# Small schoolers for 20L Krib tank?



## Dexter. (Oct 23, 2012)

I recently got what is believed to be a pair of Kribs from a friend of mine. He was looking for something interesting in his community tank and someone at his LFS gave a bit of misinformation about keeping them in a large community, so he needed to re-home them as their terrorizing of other fish was a bit of hassle for him  Anyway, I set the 20L up for them and have a few plants in there as well as a long piece of drift wood to act as their little territory (which is working nicely)...but I'm looking to get a few tetras or something in there with them. I did a fairly large water change yesterday and they proceeded to court with each other in an aggressive manner for quite some time. There were a few lip locking sessions as well. Now assuming they're male/female and a pair I'm expecting to see eggs soon if my understanding of their behavior is correct :dancing: I know adding some dither fish can strengthen a pairs bond as well.

Does anyone have any experience with what would be a nice addition to the tank? I'd like something that won't get too big, and something that will generally leave the Kribs/fry alone and can be fought off fairly easily. I know Kribs are supposed to be good parents.

DATA PROVIDED:
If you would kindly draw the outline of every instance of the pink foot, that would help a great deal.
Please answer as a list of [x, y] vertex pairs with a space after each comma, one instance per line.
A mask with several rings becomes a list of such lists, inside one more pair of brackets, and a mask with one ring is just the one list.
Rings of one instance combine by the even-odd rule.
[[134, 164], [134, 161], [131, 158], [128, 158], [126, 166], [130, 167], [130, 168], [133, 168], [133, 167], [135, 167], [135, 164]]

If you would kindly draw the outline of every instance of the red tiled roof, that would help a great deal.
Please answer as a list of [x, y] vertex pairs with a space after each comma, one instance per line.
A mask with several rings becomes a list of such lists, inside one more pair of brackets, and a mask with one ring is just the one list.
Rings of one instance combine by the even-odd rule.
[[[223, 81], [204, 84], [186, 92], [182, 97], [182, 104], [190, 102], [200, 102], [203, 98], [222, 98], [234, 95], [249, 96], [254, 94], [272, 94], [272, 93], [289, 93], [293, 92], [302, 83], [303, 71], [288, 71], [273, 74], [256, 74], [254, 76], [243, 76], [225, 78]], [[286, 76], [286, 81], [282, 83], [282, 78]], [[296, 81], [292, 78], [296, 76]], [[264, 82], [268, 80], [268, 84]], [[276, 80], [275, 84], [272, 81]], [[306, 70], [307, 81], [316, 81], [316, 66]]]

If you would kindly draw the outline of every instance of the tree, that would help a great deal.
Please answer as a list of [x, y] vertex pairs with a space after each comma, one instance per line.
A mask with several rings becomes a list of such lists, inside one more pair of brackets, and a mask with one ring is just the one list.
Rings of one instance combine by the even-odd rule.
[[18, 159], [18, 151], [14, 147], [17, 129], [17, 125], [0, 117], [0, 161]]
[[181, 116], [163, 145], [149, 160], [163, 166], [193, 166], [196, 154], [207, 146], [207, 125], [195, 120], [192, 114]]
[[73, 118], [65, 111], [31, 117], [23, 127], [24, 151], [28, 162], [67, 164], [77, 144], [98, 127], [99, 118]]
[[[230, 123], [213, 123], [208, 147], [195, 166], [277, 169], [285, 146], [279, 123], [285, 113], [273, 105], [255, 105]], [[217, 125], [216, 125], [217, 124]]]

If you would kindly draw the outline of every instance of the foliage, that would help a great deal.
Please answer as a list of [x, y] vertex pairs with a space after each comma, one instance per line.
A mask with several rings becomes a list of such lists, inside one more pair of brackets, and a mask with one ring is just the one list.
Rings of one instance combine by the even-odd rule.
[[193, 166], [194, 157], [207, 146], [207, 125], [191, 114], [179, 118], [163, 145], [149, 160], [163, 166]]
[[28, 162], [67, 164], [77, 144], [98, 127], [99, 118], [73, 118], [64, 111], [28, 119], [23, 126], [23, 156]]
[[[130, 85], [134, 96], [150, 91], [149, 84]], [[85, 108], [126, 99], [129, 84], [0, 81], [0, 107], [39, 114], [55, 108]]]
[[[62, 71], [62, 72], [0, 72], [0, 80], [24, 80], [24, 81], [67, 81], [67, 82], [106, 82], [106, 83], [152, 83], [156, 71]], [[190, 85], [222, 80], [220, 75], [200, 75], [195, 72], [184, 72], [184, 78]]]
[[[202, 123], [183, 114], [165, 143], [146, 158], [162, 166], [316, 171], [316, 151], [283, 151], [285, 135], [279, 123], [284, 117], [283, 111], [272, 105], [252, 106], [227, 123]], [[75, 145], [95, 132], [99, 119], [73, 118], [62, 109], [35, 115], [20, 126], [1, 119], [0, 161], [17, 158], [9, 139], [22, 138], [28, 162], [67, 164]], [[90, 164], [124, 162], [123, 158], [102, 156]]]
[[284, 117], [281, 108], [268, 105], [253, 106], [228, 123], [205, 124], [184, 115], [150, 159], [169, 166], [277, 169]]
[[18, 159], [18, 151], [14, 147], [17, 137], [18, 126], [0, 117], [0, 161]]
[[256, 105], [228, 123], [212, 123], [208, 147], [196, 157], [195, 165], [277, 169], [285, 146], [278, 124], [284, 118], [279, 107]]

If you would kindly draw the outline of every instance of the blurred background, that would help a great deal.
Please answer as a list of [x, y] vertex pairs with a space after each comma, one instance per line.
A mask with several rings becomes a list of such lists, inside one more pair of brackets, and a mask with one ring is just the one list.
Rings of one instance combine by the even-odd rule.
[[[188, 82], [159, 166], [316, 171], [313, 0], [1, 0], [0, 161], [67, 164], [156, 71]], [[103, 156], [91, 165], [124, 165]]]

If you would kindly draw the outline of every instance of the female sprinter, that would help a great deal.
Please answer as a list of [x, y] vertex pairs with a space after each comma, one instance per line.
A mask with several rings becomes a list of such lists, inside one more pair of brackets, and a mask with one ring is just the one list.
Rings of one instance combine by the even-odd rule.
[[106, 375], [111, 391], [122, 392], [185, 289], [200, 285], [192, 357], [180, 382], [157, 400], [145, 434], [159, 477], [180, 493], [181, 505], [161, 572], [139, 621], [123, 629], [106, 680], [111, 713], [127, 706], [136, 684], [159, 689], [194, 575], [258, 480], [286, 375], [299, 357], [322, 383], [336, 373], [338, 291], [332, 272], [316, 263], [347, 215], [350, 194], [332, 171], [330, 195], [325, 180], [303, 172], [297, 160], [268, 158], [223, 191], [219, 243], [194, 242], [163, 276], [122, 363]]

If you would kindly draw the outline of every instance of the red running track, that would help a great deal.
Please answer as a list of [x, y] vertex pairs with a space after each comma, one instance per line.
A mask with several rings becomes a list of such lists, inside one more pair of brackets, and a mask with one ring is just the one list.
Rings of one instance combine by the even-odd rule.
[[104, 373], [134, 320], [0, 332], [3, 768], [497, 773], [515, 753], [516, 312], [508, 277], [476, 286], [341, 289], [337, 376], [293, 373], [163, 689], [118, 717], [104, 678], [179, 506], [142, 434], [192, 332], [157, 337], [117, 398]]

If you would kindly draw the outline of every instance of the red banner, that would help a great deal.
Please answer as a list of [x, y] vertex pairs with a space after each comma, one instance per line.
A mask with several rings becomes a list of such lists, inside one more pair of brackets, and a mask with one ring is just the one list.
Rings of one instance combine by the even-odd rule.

DIRECTIVE: Echo the stretch of the Krib tank post from "Does anyone have" through "be good parents." word for word.

FULL ANSWER:
Does anyone have any experience with what would be a nice addition to the tank? I'd like something that won't get too big, and something that will generally leave the Kribs/fry alone and can be fought off fairly easily. I know Kribs are supposed to be good parents.